EXERCISE DIRECTIONS: Line by line, transcribe all of the entries exactly.

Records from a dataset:

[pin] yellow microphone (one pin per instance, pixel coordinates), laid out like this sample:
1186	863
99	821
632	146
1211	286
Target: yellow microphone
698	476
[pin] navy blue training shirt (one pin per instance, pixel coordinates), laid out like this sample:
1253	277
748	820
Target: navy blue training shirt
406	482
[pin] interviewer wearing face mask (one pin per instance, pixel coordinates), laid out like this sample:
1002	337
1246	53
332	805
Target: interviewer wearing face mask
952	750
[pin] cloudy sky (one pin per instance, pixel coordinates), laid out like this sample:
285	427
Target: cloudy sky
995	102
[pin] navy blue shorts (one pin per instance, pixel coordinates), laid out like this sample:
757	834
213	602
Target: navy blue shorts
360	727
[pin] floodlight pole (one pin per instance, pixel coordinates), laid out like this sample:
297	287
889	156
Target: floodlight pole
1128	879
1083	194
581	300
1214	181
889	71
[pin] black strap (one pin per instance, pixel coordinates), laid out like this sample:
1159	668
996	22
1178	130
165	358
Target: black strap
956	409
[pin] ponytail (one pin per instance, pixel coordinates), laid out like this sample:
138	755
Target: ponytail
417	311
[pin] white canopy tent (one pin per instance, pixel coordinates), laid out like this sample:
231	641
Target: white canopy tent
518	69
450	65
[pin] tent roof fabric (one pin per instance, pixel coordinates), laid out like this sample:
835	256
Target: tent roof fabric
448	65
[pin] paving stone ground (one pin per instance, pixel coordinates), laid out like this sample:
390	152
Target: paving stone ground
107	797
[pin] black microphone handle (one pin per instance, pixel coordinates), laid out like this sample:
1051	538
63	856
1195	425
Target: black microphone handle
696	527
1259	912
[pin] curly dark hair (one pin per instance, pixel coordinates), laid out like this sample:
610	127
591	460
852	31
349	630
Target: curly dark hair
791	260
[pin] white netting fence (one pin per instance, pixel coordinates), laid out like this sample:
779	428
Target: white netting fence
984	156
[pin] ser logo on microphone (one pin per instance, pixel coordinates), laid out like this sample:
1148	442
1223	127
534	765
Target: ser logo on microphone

TASK SOLUTION:
[pin] yellow microphone (one pin per instance, pixel coordinates), laid out like this sample:
1186	863
99	821
632	146
1211	286
Target: yellow microphone
698	476
[pin] navy blue training shirt (one pin per instance, pixel coordinates), laid out like this sample:
1253	277
748	820
Target: navy blue training shirt
406	482
[pin] interviewer wearing face mask (one pin per instance, pixel coordinates), laid out like this sample:
1002	337
1246	53
332	805
Target: interviewer wearing face mask
952	750
[pin] cloudy sky (one pin per instance, pixel coordinates), laid out like this sample:
285	427
Target: cloudy sky
995	102
[pin] navy blue shorts (one pin per instance, pixel coordinates), laid out like this sample:
757	834
213	602
Target: navy blue shorts
360	727
[pin] floodlight pole (one pin per instance, pixel coordinates), laid out like this sample:
297	287
889	156
Target: floodlight pole
1128	879
1083	194
581	300
1214	181
889	71
[pin] black strap (one pin per instance, pixel coordinates), laid out like this sample:
1159	668
996	22
1178	130
165	358
Target: black strap
956	409
[pin] ponytail (one pin per instance, pixel coordinates), laid out like this sample:
138	755
Target: ponytail
417	311
[pin] white canopy tent (one pin per instance, pixel coordinates), laid out like this sample:
231	641
Target: white canopy tent
518	69
450	65
[pin] tent roof fabric (one pin per instance, pixel coordinates), laid out like this sample:
835	256
Target: tent roof fabric
448	65
[pin] paving stone ground (one pin per instance, pixel coordinates), laid out like this sample:
390	152
Target: paving stone ground
107	797
[pin] black microphone handle (one pin per instance, pixel coordinates), laid out like this sample:
1051	538
63	856
1195	425
Target: black microphone handle
696	527
1259	912
[pin] curly dark hair (one pin per instance, pixel coordinates), laid out like this sample:
610	127
591	460
852	31
349	630
Target: curly dark hair
791	260
[pin] white netting fence (one pin per instance, pixel coordinates), laid out like this sample:
779	428
Target: white netting fence
984	156
[pin] ser logo on microphone (one pin per instance, pixel coordinates), laid out like this sample:
1148	442
1223	127
534	765
Target: ser logo on microphone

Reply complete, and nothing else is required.